Work through the entries below and show every line in which "golden" is found.
[Opening PROVIDED DATA section]
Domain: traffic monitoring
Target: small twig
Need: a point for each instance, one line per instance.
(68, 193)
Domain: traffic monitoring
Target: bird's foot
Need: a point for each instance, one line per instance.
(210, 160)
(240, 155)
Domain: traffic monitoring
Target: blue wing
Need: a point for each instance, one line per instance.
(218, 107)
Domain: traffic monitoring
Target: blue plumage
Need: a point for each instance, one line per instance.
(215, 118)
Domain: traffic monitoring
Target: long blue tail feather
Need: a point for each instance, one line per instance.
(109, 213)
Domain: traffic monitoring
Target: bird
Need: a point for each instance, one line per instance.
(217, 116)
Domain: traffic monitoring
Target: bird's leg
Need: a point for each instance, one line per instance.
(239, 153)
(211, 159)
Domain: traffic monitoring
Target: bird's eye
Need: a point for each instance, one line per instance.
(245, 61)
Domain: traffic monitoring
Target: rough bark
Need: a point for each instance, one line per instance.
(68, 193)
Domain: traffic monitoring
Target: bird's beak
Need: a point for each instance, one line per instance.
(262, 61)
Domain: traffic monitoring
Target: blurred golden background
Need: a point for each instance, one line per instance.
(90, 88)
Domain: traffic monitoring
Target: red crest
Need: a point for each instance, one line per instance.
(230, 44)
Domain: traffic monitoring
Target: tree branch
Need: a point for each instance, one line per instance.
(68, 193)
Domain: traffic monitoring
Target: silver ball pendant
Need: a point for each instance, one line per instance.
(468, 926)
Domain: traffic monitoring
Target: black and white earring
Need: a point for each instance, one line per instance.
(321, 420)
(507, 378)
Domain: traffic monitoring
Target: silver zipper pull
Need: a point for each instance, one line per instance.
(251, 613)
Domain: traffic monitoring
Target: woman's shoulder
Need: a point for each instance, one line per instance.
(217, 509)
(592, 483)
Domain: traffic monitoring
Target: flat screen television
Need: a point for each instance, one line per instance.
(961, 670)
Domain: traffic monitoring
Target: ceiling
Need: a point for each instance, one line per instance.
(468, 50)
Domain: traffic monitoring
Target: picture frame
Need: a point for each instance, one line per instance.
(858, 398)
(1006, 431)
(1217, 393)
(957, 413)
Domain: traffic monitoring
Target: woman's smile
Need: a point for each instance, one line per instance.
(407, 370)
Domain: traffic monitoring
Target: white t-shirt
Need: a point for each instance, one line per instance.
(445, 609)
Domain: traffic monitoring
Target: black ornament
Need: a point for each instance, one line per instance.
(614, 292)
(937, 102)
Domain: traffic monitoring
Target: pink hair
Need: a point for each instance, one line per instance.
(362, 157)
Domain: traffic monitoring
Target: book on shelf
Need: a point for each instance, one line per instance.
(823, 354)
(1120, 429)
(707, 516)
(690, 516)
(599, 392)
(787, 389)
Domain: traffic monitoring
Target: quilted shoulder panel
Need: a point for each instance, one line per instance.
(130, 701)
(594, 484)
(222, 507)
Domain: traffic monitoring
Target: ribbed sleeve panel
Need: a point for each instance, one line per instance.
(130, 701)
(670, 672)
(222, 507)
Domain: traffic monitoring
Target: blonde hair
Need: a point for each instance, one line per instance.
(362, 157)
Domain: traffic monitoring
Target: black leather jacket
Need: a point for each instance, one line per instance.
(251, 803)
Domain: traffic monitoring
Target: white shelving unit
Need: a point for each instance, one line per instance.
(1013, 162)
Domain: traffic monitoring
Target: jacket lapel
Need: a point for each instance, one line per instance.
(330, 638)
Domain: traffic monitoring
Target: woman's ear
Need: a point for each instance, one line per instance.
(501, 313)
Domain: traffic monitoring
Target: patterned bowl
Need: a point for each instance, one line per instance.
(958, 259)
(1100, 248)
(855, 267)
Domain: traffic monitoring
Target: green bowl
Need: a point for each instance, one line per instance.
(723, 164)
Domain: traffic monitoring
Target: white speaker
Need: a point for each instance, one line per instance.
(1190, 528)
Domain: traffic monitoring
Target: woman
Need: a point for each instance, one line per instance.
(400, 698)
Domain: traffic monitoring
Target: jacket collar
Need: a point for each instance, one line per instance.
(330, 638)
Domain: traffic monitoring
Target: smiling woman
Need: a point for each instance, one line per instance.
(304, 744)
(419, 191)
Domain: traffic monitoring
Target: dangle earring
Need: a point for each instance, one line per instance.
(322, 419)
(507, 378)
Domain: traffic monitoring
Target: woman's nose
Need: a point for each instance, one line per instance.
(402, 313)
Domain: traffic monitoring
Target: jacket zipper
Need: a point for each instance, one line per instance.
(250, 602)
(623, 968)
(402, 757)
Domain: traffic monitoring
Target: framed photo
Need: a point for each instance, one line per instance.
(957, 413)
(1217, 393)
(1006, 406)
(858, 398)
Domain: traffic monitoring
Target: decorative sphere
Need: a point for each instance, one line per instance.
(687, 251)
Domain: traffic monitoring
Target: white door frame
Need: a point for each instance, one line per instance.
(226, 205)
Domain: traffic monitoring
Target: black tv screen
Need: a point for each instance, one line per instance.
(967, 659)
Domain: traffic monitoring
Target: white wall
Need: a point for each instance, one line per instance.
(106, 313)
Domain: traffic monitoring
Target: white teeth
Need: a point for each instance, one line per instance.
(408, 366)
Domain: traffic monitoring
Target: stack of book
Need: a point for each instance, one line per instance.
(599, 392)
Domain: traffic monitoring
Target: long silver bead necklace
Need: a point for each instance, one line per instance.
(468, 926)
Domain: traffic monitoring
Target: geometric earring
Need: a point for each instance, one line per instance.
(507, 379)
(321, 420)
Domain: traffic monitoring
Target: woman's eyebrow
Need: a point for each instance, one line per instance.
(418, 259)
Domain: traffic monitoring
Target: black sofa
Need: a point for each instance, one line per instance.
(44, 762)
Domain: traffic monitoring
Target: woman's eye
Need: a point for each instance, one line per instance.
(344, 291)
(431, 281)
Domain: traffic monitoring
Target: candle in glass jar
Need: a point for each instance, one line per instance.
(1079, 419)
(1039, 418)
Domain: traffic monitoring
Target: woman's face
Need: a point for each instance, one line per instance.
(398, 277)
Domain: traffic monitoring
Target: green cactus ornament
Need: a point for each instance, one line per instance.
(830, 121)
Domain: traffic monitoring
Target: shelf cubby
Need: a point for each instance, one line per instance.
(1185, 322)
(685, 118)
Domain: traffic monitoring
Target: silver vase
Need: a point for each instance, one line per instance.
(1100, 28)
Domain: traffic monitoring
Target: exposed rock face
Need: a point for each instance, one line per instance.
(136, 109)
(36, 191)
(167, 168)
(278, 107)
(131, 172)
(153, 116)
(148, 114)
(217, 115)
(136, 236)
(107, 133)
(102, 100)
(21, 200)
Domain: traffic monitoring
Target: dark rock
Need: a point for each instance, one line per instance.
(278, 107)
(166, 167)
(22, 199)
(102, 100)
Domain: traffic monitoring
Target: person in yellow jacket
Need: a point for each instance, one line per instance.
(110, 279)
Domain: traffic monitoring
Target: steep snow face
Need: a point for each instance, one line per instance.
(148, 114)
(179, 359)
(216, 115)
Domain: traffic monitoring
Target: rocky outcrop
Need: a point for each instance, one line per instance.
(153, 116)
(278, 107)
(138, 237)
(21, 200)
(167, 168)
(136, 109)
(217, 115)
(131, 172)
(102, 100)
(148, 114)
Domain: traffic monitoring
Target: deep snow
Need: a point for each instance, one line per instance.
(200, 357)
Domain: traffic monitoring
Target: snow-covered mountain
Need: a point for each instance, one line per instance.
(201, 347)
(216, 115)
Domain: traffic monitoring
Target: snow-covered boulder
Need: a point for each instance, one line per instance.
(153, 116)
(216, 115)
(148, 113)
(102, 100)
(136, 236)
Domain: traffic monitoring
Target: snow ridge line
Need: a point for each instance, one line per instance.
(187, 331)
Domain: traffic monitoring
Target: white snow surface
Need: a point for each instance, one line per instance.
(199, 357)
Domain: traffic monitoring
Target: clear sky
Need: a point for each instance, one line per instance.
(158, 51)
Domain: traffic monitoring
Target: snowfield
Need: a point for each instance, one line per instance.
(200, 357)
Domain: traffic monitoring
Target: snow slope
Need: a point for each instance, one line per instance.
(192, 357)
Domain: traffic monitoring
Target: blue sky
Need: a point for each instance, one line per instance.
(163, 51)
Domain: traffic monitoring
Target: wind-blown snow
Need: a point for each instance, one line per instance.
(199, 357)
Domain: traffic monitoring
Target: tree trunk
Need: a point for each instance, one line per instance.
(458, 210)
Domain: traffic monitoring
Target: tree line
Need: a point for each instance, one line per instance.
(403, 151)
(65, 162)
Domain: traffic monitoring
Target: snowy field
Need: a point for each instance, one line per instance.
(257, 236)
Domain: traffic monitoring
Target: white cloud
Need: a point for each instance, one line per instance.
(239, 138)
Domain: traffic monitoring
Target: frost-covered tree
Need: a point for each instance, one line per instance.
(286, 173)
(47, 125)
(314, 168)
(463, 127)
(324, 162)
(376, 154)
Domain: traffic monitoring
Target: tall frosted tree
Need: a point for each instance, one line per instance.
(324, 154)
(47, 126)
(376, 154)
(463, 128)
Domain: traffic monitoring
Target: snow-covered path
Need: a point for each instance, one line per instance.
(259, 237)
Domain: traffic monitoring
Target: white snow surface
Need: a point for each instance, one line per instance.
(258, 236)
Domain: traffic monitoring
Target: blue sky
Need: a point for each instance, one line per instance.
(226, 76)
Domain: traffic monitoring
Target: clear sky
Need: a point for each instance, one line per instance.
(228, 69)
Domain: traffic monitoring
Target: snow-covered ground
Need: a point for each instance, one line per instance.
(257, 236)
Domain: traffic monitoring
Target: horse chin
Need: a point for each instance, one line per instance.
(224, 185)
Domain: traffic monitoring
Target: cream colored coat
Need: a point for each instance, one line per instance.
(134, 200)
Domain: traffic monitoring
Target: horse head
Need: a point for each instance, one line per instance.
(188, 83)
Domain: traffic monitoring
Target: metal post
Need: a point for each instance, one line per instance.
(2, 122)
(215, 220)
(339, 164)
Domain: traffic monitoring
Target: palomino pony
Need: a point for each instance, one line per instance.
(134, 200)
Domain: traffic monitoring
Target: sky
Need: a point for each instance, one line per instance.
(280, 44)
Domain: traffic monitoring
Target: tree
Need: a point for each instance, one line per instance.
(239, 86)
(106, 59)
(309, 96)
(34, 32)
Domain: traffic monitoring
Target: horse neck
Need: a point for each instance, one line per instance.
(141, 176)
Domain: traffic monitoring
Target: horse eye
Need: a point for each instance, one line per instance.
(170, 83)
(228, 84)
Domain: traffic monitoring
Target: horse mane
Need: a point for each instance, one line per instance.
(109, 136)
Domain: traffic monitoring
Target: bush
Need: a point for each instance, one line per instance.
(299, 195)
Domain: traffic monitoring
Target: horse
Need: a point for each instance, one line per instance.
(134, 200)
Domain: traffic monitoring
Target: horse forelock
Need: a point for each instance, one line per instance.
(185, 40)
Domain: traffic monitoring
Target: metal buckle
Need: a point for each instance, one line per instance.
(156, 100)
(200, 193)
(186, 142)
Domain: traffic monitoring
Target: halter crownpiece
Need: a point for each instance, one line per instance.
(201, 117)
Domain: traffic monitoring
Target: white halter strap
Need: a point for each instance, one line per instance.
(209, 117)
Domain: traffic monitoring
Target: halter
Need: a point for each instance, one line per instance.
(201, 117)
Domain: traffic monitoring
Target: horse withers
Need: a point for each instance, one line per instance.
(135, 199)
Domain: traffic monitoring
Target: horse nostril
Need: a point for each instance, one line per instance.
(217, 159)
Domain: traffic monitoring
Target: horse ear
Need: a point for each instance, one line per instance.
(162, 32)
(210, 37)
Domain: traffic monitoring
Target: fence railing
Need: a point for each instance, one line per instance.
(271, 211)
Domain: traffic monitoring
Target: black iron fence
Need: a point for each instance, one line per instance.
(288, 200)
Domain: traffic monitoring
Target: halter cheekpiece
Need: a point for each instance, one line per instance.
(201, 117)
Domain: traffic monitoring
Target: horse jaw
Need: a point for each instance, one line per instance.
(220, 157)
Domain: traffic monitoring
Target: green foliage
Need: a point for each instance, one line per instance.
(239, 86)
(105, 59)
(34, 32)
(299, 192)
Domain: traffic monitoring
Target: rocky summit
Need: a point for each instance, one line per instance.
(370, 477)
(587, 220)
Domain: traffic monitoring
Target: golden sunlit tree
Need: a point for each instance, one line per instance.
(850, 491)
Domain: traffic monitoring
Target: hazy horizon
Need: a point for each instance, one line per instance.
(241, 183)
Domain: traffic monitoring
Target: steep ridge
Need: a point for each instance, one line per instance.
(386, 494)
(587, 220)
[Closing PROVIDED DATA section]
### ANSWER TO THIS EXERCISE
Target: blurred golden background
Target: golden sunlit tree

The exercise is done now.